Dataset entries
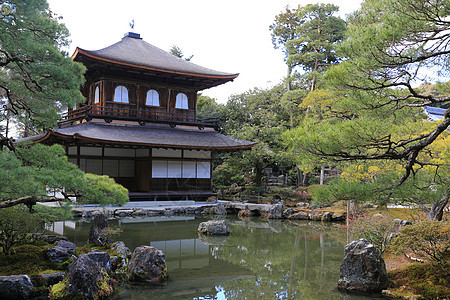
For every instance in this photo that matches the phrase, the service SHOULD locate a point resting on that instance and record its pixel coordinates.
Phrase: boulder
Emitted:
(62, 251)
(276, 199)
(401, 223)
(301, 215)
(214, 228)
(147, 264)
(363, 269)
(102, 258)
(338, 216)
(15, 287)
(85, 279)
(120, 248)
(244, 213)
(326, 217)
(275, 211)
(97, 232)
(220, 210)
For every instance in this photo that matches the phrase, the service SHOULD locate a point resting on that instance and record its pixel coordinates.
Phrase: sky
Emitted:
(231, 36)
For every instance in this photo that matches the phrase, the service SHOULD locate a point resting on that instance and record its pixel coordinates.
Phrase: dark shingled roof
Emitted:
(137, 52)
(152, 135)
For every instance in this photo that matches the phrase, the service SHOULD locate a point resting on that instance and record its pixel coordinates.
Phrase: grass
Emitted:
(427, 281)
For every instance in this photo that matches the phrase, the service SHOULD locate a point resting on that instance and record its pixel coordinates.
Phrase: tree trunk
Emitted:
(437, 209)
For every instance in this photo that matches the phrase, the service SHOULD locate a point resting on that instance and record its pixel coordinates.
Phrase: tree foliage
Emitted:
(39, 173)
(17, 226)
(258, 116)
(371, 118)
(309, 36)
(37, 79)
(426, 239)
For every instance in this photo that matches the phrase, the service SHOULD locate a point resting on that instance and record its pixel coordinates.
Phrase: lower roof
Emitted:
(149, 135)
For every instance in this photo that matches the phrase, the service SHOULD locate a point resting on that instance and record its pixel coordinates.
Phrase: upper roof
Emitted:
(150, 135)
(132, 51)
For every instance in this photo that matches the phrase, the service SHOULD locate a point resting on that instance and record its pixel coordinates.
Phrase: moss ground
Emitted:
(29, 259)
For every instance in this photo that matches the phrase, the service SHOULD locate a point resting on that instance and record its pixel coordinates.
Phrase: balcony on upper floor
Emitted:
(173, 117)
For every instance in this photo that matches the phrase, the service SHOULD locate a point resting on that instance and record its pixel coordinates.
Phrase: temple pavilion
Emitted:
(139, 122)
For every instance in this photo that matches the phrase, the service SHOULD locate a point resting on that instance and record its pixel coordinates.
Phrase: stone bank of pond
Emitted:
(261, 259)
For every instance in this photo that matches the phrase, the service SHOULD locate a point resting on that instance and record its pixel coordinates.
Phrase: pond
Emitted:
(261, 259)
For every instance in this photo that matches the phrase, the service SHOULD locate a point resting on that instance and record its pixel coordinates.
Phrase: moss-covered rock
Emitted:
(85, 280)
(148, 264)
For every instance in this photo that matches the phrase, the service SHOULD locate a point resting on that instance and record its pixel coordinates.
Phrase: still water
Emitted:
(261, 259)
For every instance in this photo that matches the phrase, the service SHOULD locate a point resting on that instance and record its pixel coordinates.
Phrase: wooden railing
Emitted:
(173, 118)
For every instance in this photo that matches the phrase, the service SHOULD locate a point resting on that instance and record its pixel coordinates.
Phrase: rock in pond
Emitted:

> _Exercise requirements_
Write out the entries above word for word. Do not include the pictures.

> _Response for this exercise_
For every instance in this photo that matches the phrase, the service SHOULD locate a point resting on that instance and record its pixel coordinates.
Phrase: boulder
Emitted:
(62, 251)
(276, 199)
(401, 223)
(301, 215)
(214, 228)
(147, 264)
(363, 269)
(102, 258)
(338, 216)
(15, 287)
(85, 279)
(120, 248)
(244, 213)
(326, 217)
(275, 211)
(97, 232)
(220, 210)
For every instance in this photo that matches the phrase, the service SHOULD locate a point resting on that instance and record its pixel coordinates.
Phrase: sky
Emitted:
(231, 36)
For every instance in this photo that matches the phrase, the service SHOULD locate a point resting on that instance and record its pixel coordinates.
Phrase: dark shingled roof
Emitted:
(137, 52)
(152, 135)
For every instance in this photo that matches the phrase, the service SHOULD locate a point resting on that instance and record its pixel coordinates.
Phrase: grass
Emitted:
(427, 281)
For every instance in this photo that matches the phrase, the service SHOULD locate a point resting on that instance and record its pixel coordinates.
Phrase: tree trunk
Emitted:
(437, 209)
For every instance in this photo that matches the phrase, the service SHOULD locate a point resting on that instance and record its pixel coordinates.
Phrase: tree foliage
Emitted:
(39, 173)
(17, 226)
(258, 116)
(371, 118)
(309, 36)
(37, 79)
(426, 239)
For every instance in this photo that matches the phrase, the service SHOULD locate a point resting on that instance and record its pixel coordinates.
Phrase: lower roof
Emitted:
(149, 135)
For every instance in this photo that matches the phrase, the service SHOULD locate a point resting on that instance and record its pixel coordinates.
Phrase: upper roof
Emitted:
(150, 135)
(132, 51)
For every instance in this photo that matches the phrase, the service SHOULD locate a point resting on that instance and record its pixel coordinates.
Phrase: moss ground
Emitted:
(29, 259)
For every instance in this photo that matches the phrase, the service SHOULD locate a point resting on that instance and record its pixel coordinates.
Phrase: balcony on upper floor
Emitted:
(173, 117)
For every instance in this photo that matches the phrase, the service SHOULD locate a point resting on that instance and record its pixel coordinates.
Phrase: temple pavilion
Emitted:
(139, 122)
For every instance in this photo that matches the phrase, the service SHOULD locate a point resting on that instance and record its pixel coordinates.
Phrase: stone bank of pond
Emitted:
(261, 259)
For every instance in this photo that matches the phrase, the service SHOULD locate a point resting on that instance and record its pixel coordinates.
Phrase: pond
Emitted:
(261, 259)
For every instance in this photo that matches the phrase, the service SHOULD locate a point resting on that instance and record its pixel coordinates.
Phrase: moss-covered rock
Emitted:
(85, 280)
(148, 264)
For every instance in this photo that matches the phrase, the service SHOULD locate a point resting on that instance and record its pixel coordinates.
Phrase: still water
Emitted:
(261, 259)
For every instance in this photo that matches the phrase, the service SHOULD locate a point resting on that instance and record its pixel coordinates.
Phrase: wooden railing
Emitted:
(173, 118)
For every instance in this photo that matches the phrase, the service SHOULD locate a point resting on that instance and record its pixel coordinates.
Phrase: rock in pond
Emitted:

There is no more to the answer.